▶ _Saved entries_:
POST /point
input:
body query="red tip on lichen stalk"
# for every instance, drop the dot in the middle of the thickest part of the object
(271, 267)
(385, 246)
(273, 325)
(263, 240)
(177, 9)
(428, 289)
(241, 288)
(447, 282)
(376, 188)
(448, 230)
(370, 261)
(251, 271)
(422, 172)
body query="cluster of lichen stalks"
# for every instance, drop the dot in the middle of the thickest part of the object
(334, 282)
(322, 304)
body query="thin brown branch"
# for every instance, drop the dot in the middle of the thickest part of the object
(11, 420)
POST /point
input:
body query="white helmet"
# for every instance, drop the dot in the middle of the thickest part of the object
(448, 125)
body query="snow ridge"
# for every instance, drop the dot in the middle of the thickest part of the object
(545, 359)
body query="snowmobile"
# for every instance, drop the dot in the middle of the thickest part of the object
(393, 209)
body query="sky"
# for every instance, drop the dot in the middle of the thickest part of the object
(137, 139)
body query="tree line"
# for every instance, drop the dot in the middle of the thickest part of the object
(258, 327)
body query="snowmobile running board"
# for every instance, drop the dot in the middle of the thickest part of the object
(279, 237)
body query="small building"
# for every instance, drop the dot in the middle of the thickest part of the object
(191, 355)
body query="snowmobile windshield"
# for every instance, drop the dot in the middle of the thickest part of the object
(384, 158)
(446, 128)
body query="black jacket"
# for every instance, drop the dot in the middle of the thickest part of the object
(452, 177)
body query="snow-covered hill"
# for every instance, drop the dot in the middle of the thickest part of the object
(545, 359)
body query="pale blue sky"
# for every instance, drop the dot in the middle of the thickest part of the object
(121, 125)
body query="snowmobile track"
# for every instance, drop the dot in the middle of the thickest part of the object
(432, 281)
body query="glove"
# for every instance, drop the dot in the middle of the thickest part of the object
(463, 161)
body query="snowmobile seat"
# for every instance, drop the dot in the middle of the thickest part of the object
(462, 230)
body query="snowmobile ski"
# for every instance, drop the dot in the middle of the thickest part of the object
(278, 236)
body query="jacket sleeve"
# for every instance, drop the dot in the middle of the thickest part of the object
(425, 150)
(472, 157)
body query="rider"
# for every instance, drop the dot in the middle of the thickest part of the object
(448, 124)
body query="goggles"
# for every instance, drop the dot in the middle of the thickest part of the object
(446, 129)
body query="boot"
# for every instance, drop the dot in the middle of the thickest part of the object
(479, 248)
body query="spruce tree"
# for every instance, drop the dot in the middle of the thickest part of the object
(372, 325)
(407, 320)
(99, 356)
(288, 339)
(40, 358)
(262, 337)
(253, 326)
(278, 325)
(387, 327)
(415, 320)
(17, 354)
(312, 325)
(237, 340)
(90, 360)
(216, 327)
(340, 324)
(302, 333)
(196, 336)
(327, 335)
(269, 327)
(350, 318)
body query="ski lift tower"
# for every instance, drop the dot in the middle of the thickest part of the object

▶ _Exercise instructions_: Exact repetition of every record is required.

▶ _Response area_:
POST /point
input:
body query="red tip on lichen stalk"
# for every instance, drop the dot in the middle of the thickest part of the object
(271, 267)
(385, 246)
(273, 325)
(263, 240)
(177, 9)
(428, 289)
(241, 288)
(447, 282)
(376, 188)
(448, 230)
(370, 261)
(251, 271)
(422, 172)
body query="cluster of lichen stalks"
# for every instance, drop the dot in the middle of the thickest part of the object
(334, 282)
(322, 304)
body query="thin brown branch"
# for every instance, drop the dot in the middle of the thickest part of the object
(11, 420)
POST /point
input:
body query="white helmet"
# for every instance, drop the dot in the middle of the thickest part of the object
(448, 125)
body query="snow ridge"
# for every instance, drop the dot in the middle of the thickest part of the object
(545, 359)
body query="snowmobile"
# for every instance, drop the dot in the middle of the thickest part of the object
(393, 209)
body query="sky"
# for every instance, drop the dot in the middle of the thickest part of the object
(137, 139)
body query="tree line"
# for every instance, drop the dot in the middle of the thickest part of the object
(258, 327)
body query="snowmobile running board"
# for every instance, drop the dot in the middle of the thickest part of the object
(279, 237)
body query="small building"
# for every instance, drop the dot in the middle of the thickest part of the object
(191, 355)
body query="snowmobile windshield"
# for every instance, drop the dot in the middle of the thickest part of the object
(384, 158)
(446, 128)
body query="black jacket"
# for every instance, drop the dot in the middle of the thickest part of the object
(452, 177)
body query="snow-covered hill"
# for every instance, drop the dot in the middle of the thickest part of the object
(545, 359)
body query="pale blue sky"
# for every instance, drop the dot in the middle of the thickest part of the object
(121, 125)
body query="snowmobile track"
# for every instance, drop the dot in the middle of the thickest part of the object
(432, 281)
body query="glove"
# for every instance, drop the dot in the middle of the thickest part of the object
(463, 161)
body query="snowmobile seat"
# for every instance, drop the dot in the middle of the thickest part of the object
(462, 230)
body query="snowmobile ski"
# for every instance, drop the dot in the middle of the thickest part of the object
(278, 236)
body query="jacket sleeve"
# for every instance, drop the dot in the middle of the thickest part of the object
(425, 150)
(472, 157)
body query="rider"
# for every instance, drop the dot in the middle of the thickest part of the object
(448, 124)
body query="goggles"
# for every instance, drop the dot in the middle of the thickest part of the object
(446, 129)
body query="boot"
# for every instance, drop the dot in the middle of the thickest part of the object
(479, 248)
body query="spruce tree"
# for every instance, drop the dot in the middle of the thickest part of the object
(372, 325)
(407, 320)
(99, 356)
(288, 339)
(40, 358)
(262, 337)
(253, 326)
(278, 325)
(387, 327)
(415, 320)
(17, 354)
(312, 325)
(237, 340)
(90, 360)
(216, 327)
(340, 324)
(302, 333)
(196, 336)
(327, 335)
(269, 327)
(350, 318)
body query="ski lift tower"
# for every instance, drop the dot in the middle of the thickest part of the object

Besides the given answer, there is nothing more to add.